• _WHAT YOU NEED TO DO_: Each line from the start of the data below through the one containing "e.g. [[174, 133]]" must be reproduced exactly.

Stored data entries
BEGIN
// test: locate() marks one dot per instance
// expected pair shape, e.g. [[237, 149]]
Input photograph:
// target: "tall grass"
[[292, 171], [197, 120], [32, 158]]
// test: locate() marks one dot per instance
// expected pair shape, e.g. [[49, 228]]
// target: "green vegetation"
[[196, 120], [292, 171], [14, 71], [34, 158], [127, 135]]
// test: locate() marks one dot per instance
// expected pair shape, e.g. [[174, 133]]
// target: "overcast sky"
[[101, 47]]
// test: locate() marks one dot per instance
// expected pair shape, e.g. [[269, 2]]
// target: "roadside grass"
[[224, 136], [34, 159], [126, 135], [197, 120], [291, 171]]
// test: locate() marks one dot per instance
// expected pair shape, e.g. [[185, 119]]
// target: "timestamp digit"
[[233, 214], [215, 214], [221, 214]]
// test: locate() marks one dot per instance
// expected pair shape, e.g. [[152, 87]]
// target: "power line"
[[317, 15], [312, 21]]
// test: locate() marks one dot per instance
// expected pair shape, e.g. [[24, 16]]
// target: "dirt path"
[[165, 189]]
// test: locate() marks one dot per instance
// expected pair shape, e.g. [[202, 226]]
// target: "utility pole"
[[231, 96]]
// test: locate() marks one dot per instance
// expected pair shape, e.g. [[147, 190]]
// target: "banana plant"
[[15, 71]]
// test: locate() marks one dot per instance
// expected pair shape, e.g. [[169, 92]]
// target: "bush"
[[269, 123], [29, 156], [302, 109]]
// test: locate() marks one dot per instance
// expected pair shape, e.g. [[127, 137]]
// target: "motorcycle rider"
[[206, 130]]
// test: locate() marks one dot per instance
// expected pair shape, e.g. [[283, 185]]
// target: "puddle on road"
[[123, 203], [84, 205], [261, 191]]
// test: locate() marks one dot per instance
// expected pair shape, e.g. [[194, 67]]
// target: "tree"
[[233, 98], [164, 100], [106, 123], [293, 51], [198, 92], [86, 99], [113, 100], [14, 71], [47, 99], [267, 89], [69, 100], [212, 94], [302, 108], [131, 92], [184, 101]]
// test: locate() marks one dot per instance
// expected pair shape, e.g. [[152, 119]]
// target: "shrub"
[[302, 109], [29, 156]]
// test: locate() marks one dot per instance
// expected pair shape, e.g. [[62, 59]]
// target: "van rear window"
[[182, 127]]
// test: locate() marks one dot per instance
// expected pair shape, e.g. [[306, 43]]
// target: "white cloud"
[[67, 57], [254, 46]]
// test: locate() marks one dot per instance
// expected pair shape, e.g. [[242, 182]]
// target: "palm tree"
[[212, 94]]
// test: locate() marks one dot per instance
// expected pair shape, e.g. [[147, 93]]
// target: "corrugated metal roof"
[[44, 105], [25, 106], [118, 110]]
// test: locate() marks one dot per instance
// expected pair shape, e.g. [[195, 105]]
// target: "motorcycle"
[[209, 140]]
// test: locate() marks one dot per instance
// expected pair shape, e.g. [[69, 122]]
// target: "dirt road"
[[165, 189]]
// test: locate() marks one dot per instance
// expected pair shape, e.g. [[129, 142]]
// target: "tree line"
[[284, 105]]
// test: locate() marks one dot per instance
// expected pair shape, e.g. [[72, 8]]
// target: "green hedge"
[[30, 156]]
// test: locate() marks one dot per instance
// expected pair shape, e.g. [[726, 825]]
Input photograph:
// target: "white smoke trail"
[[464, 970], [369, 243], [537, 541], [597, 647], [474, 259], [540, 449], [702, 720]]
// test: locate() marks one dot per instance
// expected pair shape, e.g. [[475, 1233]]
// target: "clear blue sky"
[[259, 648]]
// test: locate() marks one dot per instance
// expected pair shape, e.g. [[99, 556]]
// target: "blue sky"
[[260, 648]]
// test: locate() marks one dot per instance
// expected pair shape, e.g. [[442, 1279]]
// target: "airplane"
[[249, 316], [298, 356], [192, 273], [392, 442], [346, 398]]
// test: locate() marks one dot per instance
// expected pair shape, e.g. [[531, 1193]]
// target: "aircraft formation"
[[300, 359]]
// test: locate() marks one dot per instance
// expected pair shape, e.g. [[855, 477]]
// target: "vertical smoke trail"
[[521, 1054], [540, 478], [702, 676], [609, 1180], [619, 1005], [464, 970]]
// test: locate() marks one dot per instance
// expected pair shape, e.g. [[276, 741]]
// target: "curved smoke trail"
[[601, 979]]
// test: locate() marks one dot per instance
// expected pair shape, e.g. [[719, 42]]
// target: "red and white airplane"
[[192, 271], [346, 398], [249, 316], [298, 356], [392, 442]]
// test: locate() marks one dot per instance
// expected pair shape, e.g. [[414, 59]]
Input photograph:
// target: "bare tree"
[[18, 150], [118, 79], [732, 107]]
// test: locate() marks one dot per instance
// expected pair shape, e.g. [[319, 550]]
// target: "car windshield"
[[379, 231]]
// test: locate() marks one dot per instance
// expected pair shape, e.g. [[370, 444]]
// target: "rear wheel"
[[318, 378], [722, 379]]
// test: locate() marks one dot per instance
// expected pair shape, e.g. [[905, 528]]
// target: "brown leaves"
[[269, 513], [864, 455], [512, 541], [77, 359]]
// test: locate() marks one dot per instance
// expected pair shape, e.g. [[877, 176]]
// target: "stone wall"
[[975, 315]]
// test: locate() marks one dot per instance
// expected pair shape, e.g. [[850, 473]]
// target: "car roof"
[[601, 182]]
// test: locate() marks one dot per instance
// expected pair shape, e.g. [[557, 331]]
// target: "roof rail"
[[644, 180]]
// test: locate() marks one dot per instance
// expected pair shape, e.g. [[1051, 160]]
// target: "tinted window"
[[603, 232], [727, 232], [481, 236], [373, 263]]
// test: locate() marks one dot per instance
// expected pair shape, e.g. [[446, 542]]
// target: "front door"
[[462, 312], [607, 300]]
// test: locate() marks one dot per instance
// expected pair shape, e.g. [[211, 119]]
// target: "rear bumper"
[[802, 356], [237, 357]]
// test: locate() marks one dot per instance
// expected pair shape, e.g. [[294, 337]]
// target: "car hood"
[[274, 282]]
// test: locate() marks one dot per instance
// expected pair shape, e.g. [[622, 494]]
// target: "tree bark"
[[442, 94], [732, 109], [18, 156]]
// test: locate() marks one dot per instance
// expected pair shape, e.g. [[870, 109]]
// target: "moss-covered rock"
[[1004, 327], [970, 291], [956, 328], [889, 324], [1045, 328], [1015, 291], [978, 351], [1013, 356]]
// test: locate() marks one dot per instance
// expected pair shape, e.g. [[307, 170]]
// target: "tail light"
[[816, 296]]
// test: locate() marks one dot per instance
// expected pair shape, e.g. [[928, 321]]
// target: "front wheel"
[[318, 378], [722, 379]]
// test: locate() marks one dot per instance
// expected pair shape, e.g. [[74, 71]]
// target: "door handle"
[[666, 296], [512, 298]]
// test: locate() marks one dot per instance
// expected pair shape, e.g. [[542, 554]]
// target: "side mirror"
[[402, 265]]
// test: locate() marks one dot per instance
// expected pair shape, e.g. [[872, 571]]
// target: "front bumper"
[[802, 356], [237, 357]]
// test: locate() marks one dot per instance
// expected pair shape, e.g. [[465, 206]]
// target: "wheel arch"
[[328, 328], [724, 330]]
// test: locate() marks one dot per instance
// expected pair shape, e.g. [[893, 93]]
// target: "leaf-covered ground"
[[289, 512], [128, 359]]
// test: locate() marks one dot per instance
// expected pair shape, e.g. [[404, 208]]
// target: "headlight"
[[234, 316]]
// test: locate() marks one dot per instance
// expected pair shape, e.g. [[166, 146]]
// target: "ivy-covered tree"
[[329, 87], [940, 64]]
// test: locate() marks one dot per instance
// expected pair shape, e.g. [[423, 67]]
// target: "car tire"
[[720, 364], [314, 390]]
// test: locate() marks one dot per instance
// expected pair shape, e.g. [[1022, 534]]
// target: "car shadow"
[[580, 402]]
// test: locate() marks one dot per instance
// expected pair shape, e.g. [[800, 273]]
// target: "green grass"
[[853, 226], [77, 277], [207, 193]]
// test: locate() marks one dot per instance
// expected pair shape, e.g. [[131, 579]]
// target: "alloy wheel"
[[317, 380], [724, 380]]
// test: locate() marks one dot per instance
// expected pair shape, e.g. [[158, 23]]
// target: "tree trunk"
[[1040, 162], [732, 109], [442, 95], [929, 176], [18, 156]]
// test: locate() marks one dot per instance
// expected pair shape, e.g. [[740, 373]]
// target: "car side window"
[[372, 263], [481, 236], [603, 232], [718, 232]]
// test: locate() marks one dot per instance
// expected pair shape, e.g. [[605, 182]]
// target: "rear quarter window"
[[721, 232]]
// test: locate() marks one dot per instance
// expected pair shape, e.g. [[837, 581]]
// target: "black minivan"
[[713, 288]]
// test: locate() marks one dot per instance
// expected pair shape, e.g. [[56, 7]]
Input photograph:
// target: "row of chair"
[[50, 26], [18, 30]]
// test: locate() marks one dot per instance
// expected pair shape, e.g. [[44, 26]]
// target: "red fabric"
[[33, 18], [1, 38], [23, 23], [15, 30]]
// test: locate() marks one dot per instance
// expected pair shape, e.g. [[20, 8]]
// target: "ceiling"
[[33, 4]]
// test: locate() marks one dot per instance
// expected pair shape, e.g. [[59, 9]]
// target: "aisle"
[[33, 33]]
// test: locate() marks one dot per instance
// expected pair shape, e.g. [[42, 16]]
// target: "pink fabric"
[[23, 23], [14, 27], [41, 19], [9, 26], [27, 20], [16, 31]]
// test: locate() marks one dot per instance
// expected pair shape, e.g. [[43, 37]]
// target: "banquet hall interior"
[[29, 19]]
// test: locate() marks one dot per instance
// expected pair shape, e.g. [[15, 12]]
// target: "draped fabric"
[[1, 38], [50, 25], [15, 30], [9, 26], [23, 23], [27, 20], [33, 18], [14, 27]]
END
• _WRITTEN ANSWER_:
// test: locate() marks one dot per instance
// expected pair shape, e.g. [[237, 149]]
Input photograph:
// target: "tall grass"
[[292, 171], [197, 120], [32, 158]]
// test: locate() marks one dot per instance
// expected pair shape, e.g. [[49, 228]]
// target: "green vegetation"
[[196, 120], [292, 171], [14, 71], [34, 158], [127, 135]]
// test: locate() marks one dot per instance
// expected pair shape, e.g. [[174, 133]]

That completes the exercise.